DESCRIPTION OF THE TASK:
How many lines of the records contain the word "curtain"? Give only the number.

-- Start of RECORDS SUPPLIED --

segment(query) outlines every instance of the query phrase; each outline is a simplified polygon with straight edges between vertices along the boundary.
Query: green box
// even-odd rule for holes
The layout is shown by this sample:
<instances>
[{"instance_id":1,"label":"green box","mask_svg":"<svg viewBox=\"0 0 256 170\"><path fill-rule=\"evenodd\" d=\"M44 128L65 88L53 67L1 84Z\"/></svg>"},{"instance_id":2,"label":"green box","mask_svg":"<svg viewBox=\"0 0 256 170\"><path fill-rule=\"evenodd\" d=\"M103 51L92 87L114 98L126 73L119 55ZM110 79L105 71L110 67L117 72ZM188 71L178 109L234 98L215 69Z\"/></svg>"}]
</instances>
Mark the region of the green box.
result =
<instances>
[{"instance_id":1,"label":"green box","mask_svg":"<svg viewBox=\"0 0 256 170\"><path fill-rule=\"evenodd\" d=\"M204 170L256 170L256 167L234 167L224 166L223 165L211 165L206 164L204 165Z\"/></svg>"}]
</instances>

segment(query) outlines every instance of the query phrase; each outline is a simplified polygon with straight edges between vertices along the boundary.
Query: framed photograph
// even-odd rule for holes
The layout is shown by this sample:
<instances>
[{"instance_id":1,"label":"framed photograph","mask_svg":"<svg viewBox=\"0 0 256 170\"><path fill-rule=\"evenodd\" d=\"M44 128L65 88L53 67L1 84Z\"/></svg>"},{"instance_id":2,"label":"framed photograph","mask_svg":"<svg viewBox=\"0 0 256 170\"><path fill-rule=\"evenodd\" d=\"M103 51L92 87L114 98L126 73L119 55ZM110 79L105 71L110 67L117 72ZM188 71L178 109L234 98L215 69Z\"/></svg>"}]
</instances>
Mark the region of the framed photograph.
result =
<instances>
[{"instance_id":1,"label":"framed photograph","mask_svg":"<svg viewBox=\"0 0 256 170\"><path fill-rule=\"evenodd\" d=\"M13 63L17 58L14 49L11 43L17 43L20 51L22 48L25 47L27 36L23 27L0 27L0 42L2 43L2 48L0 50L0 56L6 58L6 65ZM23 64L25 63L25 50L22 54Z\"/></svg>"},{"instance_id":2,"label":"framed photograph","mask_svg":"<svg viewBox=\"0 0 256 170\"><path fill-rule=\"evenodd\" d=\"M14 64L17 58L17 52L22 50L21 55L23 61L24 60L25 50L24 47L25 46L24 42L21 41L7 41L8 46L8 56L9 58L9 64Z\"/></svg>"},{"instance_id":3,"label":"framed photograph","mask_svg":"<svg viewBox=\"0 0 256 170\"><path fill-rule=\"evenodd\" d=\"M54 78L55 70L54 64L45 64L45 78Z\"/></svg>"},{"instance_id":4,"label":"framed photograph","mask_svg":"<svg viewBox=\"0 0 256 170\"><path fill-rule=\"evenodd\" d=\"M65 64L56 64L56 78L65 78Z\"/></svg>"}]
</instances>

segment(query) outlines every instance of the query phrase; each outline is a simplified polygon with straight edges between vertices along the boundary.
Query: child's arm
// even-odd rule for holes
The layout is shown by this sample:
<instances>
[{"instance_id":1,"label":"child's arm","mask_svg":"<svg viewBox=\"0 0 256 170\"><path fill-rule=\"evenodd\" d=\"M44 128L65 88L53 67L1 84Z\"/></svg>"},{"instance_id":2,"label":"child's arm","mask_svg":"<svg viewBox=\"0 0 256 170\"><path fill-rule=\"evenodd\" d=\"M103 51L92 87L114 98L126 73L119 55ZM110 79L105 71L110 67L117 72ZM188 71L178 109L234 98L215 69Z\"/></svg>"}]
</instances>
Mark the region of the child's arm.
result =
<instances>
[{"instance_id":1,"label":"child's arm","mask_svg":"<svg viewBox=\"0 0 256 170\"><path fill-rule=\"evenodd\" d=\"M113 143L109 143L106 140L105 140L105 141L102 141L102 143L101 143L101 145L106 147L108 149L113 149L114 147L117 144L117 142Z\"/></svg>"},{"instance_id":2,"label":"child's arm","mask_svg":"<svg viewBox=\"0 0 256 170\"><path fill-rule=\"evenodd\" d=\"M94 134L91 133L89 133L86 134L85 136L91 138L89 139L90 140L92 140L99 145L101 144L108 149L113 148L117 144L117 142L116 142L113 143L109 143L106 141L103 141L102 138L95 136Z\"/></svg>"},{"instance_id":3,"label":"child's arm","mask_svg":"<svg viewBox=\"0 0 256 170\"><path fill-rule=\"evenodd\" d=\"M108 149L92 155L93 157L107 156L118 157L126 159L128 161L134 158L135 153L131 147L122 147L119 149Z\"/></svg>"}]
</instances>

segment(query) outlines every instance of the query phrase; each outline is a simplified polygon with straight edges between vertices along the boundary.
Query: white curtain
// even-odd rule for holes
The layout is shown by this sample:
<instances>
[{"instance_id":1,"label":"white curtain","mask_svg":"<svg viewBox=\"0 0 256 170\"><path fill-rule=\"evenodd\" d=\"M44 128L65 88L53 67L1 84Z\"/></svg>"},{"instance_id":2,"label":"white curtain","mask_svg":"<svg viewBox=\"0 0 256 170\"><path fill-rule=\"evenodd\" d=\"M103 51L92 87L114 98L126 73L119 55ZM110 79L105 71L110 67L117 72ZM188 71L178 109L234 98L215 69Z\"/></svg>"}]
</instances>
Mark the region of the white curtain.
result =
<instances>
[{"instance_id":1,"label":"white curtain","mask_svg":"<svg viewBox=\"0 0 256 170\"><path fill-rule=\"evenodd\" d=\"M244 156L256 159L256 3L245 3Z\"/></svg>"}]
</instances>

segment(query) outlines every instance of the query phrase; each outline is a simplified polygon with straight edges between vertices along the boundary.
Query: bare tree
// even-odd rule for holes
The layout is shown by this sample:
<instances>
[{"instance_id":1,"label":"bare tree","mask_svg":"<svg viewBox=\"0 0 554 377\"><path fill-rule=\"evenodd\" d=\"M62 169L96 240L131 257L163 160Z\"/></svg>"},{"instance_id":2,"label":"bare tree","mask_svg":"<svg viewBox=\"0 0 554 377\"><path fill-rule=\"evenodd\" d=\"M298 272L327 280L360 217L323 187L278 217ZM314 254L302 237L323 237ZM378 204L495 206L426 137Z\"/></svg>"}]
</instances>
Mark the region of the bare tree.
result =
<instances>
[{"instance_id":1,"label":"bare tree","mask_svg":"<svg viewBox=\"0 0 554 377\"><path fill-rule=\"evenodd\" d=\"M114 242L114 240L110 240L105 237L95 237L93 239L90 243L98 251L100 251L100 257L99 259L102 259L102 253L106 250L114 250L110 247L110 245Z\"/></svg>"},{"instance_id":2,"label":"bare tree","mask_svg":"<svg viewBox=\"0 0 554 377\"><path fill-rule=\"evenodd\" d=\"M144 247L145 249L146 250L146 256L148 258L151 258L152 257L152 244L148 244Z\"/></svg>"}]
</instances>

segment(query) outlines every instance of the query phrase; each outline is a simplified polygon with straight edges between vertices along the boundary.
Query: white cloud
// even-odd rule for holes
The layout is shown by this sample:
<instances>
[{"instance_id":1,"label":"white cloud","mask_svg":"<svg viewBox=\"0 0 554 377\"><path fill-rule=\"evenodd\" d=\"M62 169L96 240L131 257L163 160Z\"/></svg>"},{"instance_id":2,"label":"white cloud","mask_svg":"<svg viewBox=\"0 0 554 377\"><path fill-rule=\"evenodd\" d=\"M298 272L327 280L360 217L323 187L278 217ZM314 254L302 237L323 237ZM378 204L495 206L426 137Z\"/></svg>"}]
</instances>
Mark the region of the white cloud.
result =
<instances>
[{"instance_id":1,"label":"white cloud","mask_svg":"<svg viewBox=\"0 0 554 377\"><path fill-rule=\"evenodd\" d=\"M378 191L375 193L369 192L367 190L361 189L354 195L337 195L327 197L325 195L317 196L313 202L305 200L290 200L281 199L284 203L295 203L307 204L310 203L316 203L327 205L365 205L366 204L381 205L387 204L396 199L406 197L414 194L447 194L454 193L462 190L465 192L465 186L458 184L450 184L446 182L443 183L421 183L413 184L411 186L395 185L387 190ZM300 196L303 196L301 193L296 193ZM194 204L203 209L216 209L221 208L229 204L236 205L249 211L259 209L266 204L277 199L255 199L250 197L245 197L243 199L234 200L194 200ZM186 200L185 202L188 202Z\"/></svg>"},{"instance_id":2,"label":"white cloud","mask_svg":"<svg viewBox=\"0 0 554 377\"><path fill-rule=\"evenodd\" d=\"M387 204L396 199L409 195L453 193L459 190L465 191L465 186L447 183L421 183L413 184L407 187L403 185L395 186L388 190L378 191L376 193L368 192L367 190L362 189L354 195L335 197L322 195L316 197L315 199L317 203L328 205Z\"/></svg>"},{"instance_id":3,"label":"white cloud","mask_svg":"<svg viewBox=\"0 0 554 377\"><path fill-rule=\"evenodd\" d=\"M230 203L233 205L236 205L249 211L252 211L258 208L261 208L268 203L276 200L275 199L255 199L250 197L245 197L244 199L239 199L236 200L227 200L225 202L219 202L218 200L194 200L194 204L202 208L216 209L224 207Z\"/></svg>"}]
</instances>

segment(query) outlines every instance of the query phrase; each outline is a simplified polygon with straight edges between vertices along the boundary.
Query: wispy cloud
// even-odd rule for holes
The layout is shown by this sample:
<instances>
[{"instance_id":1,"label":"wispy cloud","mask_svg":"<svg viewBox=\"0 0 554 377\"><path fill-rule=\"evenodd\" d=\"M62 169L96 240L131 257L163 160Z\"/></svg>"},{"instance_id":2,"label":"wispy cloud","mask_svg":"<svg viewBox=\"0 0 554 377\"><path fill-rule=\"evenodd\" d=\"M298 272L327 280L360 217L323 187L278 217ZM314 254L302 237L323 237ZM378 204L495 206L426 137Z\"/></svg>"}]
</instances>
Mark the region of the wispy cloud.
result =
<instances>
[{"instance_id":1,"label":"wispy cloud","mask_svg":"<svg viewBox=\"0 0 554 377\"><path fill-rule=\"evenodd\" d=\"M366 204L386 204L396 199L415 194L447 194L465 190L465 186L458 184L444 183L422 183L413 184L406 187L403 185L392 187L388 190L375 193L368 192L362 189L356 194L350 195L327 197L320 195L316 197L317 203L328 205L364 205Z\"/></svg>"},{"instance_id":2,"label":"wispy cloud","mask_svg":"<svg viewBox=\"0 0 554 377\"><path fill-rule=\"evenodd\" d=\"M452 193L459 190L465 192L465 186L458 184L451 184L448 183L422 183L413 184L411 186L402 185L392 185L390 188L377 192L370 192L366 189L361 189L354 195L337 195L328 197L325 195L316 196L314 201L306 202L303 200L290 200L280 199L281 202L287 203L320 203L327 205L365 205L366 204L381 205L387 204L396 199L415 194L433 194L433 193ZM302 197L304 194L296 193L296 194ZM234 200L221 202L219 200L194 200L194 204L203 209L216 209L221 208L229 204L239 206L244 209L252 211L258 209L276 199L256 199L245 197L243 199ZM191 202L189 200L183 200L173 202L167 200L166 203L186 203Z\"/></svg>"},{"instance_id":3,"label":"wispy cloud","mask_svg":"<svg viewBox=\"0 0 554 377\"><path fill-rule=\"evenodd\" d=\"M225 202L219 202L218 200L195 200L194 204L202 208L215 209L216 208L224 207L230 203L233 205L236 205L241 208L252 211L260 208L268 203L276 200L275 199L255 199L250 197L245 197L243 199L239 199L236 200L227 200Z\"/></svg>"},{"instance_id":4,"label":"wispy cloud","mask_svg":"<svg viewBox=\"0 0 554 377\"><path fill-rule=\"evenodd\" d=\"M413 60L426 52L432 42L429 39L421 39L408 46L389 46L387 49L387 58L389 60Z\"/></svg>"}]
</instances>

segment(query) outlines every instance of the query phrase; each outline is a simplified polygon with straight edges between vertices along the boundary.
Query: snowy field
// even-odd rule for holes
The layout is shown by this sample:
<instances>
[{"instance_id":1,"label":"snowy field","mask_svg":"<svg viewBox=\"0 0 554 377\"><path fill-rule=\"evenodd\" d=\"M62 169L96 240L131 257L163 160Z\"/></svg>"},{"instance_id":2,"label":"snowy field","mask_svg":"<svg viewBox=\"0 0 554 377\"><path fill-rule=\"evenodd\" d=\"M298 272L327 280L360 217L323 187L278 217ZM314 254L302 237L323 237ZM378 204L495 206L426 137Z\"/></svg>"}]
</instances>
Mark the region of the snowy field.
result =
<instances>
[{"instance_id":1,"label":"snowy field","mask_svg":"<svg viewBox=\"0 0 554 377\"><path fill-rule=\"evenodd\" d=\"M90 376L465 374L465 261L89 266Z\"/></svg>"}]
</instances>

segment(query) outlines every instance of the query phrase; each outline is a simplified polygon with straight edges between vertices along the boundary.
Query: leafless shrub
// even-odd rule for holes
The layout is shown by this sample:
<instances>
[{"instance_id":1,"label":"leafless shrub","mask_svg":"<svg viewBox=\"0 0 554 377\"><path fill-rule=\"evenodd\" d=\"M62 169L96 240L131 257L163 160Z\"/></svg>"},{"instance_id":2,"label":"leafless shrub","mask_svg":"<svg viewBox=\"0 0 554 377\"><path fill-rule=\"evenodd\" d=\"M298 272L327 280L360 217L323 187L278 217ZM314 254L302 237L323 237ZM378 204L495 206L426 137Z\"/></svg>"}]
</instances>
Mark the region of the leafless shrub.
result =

-- End of RECORDS SUPPLIED --

FULL OUTPUT:
4